=== SOURCE EXTRACT ===
━━━━━━━━━━━━━━━━━━━━━━━━━━━━━━
Blog Infos
Author
Published
Topics
,
Published

Throughout most of my career, I have tried to avoid everything about Gradle as much as possible. For me, it was always just a tool that I used to add dependencies, define new modules, change versions and build projects.

In 2020–2022, I worked on the platform team, where improving the Android developer experience was a top priority. During that time, I had the opportunity to gain some insights into how Gradle works.

In this article, I will share a brief overview of caching in Gradle and address any confusion you may have about it.

Input/Action/Output or where it all starts

In a nutshell, caching signifies that “something from a previously executed operation can be reused without re-execution.” However, before we explore how Gradle achieves this, let’s take a moment to discuss functional programming.

If you’re familiar with it, you’ve likely come across the concept of pure functions. Apart from the absence of side effects, one of the key benefits of pure functions is their ability to consistently produce the same output for the same input. Such functions are often referred to as deterministic.
━━━━━━━━━━━━━━━━━━━━━━━━━━━━━━
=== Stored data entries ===
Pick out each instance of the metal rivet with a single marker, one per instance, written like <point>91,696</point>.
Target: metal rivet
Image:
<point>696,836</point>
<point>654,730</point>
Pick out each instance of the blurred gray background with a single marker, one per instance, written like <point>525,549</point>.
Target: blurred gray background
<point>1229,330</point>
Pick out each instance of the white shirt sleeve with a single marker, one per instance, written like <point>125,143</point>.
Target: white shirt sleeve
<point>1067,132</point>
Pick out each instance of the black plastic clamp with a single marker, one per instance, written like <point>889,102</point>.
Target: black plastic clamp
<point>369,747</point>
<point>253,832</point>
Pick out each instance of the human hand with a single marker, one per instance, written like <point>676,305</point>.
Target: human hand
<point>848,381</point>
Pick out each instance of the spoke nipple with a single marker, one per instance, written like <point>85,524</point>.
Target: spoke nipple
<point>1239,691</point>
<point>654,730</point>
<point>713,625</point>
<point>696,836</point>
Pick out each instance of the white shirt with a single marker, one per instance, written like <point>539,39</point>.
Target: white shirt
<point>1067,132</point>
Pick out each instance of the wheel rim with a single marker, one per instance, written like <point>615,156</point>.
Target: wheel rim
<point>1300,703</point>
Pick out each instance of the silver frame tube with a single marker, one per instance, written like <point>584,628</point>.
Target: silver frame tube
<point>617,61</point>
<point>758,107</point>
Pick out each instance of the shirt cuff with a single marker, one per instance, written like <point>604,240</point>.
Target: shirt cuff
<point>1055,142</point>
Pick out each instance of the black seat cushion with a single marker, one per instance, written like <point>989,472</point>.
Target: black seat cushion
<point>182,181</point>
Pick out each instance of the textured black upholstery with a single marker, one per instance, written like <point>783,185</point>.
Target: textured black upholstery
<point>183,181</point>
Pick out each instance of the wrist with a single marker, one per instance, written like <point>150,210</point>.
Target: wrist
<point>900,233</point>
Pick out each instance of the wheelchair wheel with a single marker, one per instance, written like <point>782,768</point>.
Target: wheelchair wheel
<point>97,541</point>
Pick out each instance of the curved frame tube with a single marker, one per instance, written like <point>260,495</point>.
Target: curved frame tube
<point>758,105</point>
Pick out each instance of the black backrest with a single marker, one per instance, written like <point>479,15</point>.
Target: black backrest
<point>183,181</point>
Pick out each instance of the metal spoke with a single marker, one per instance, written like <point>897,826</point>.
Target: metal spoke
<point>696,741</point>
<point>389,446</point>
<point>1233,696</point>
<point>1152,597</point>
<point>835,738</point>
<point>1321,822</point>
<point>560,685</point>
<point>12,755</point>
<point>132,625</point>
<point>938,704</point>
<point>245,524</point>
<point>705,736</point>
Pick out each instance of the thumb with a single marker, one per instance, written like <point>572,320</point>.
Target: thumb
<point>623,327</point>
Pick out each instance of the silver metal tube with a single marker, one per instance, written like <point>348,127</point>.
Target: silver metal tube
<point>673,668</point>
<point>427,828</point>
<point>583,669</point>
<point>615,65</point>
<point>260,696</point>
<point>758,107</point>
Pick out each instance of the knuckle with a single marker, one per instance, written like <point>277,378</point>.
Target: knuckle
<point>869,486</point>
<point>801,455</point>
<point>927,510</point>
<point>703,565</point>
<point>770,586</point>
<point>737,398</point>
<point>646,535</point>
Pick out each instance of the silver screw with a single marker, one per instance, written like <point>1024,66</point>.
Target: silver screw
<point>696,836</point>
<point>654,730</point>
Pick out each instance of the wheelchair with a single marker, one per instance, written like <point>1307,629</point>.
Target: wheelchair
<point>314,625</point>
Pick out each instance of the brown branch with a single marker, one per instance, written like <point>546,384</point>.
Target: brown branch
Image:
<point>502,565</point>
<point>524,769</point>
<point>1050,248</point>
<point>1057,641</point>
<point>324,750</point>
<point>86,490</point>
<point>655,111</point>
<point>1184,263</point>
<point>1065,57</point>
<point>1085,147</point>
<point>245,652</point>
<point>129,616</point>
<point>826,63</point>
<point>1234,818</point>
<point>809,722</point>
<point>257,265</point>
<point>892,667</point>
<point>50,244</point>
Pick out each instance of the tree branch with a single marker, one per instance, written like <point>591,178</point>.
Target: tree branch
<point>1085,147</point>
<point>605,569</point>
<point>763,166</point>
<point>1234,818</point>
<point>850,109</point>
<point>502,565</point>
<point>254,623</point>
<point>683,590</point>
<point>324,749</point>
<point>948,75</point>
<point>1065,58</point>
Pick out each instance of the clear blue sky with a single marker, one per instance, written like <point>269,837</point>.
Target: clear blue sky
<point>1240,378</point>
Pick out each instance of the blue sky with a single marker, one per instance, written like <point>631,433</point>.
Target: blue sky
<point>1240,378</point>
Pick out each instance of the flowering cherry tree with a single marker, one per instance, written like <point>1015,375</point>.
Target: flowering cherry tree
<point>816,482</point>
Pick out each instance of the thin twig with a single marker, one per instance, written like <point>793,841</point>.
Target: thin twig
━━━━━━━━━━━━━━━━━━━━━━━━━━━━━━
According to the Gradle caching article, what four things did the author use Gradle for throughout most of their career?

=== FINISHED EXERCISE ===
- Adding dependencies
- Defining new modules
- Changing versions
- Building projects